Antibiotic resistance is the public-health driver behind much of the antimicrobial peptide pipeline. Carbapenem-resistant gram-negatives, MRSA, biofilm-producing organisms, and persister cells are the priority pathogens that small-molecule antibiotics are losing ground against.
Programs covered on this site include Peptilogics on prosthetic-joint biofilm, Fedora Pharmaceuticals' FPI-2119 lactivicin against gram-negatives, work on Acinetobacter baumannii (e.g., Barnards' neonatal sepsis program), and Longhorn Vaccines' DRG5-BD11 peptidoglycan platform. HMD-AMP discovery work from HLB Innovation also lands here.
Stories here cover the candidates, the WHO and CDC guideline updates that frame the policy fight, and the reimbursement obstacles that keep slowing AMP commercialization. See #amr and #antimicrobial-peptide for adjacent threads.
A January 2026 Frontiers in Cellular and Infection Microbiology review synthesized the case for antimicrobial peptides (AMPs) as the most promising response to antimicrobial resistance, which is responsible for nearly 5 million deaths annually and projected to double by 2050. The review emphasizes that AMPs' rapid, multi-target mechanism — primarily physical membrane disruption — produces significantly lower incidence of resistance emergence than traditional small-molecule antibiotics. The pipeline now exceeds 150 active candidates spanning AI-designed AMPs, lysin-derived peptides, and venom-derived sequences.
Findings from the Oxford-led BARNARDS II study presented at ESCMID Global 2026 showed WHO-recommended ampicillin plus gentamicin first-line therapy is likely effective for only 1 in 4 neonatal sepsis infections in low- and middle-income countries. Data were collected across 13 tertiary neonatal units in Pakistan, Bangladesh, and Nigeria from February 2024 to October 2025, intensifying the case for AMR-driven peptide alternatives.

## Questions to answer
1. List every priority pathogen group that the antibiotic resistance page names as one that small-molecule antibiotics are losing ground against.
2. Please recast the paragraph of the antibiotic resistance page that begins "A January 2026 Frontiers" as a short bulleted list that keeps its main facts.
3. Resume the antibiotic resistance page from the point where it stops.

## Records supplied
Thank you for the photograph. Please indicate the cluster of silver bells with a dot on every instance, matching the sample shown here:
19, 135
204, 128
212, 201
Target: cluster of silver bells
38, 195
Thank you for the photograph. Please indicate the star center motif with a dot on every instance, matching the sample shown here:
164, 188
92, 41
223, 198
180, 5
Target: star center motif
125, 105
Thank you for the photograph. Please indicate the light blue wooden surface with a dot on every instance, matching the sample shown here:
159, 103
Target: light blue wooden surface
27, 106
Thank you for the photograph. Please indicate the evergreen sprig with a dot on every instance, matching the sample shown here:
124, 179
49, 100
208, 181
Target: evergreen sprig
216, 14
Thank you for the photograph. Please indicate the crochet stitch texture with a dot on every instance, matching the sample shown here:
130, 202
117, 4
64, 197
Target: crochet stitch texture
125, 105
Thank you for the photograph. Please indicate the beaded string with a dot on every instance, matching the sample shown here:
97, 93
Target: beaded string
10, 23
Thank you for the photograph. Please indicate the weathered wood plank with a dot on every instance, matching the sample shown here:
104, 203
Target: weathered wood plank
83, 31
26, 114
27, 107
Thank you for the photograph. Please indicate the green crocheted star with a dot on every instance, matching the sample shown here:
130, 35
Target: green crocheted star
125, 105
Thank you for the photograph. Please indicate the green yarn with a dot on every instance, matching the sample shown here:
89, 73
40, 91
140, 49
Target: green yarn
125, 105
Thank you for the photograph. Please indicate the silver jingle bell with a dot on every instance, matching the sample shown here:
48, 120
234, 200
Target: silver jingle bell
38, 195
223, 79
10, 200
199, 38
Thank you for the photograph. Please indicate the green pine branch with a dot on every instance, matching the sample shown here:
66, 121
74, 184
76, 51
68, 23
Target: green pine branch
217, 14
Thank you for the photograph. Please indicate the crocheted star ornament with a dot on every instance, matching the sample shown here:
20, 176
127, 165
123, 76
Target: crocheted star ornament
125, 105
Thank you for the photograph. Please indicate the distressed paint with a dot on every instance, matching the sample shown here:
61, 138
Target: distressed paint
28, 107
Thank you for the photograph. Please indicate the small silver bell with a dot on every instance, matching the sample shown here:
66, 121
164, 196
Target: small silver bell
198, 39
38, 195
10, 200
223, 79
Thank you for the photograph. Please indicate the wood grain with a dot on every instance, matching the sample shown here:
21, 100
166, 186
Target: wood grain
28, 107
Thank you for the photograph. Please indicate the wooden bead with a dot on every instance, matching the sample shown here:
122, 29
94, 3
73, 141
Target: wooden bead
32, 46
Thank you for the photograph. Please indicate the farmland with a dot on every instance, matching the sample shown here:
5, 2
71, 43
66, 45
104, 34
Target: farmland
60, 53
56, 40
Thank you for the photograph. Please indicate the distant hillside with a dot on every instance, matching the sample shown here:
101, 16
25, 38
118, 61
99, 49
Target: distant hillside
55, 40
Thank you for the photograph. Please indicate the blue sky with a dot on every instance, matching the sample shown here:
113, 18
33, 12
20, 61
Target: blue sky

## Results in order
1. Carbapenem-resistant gram-negatives, MRSA, biofilm-producing organisms, and persister cells

2.
- A January 2026 review in Frontiers in Cellular and Infection Microbiology presents antimicrobial peptides (AMPs) as the most promising response to antimicrobial resistance.
- Antimicrobial resistance causes nearly 5 million deaths a year, and that number is projected to double by 2050.
- AMPs act rapidly on multiple targets, mainly through physical membrane disruption, so resistance emerges much less often than with traditional small-molecule antibiotics.
- The pipeline holds more than 150 active candidates, including AI-designed AMPs, lysin-derived peptides, and venom-derived sequences.

3.
A Nature Communications paper published April 15 reveals shared structural mechanisms between SbmA — an E. coli membrane transporter that imports antimicrobial peptides — and ABC transporters. Using cryo-electron microscopy, EPR spectroscopy, and molecular dynamics simulations, researchers demonstrated SbmA undergoes ABC-transporter-like conformational changes, informing strategies to design antibiotic-resistant-bacteria-penetrating peptide drugs.
A study in Nature Microbiology used a generative protein language model (ProteoGPT) to discover novel antimicrobial peptides effective against multidrug-resistant bacteria. The AI-designed peptides showed comparable or superior efficacy to clinical antibiotics in mouse infection models, with reduced resistance development and no organ damage.
A study published in Nature Microbiology used a generative AI approach to discover antimicrobial peptides effective against multidrug-resistant bacteria. The deep learning pipeline screened millions of candidate sequences, achieving a 94.4% success rate in lab validation, with two candidates showing exceptional efficacy and low resistance potential.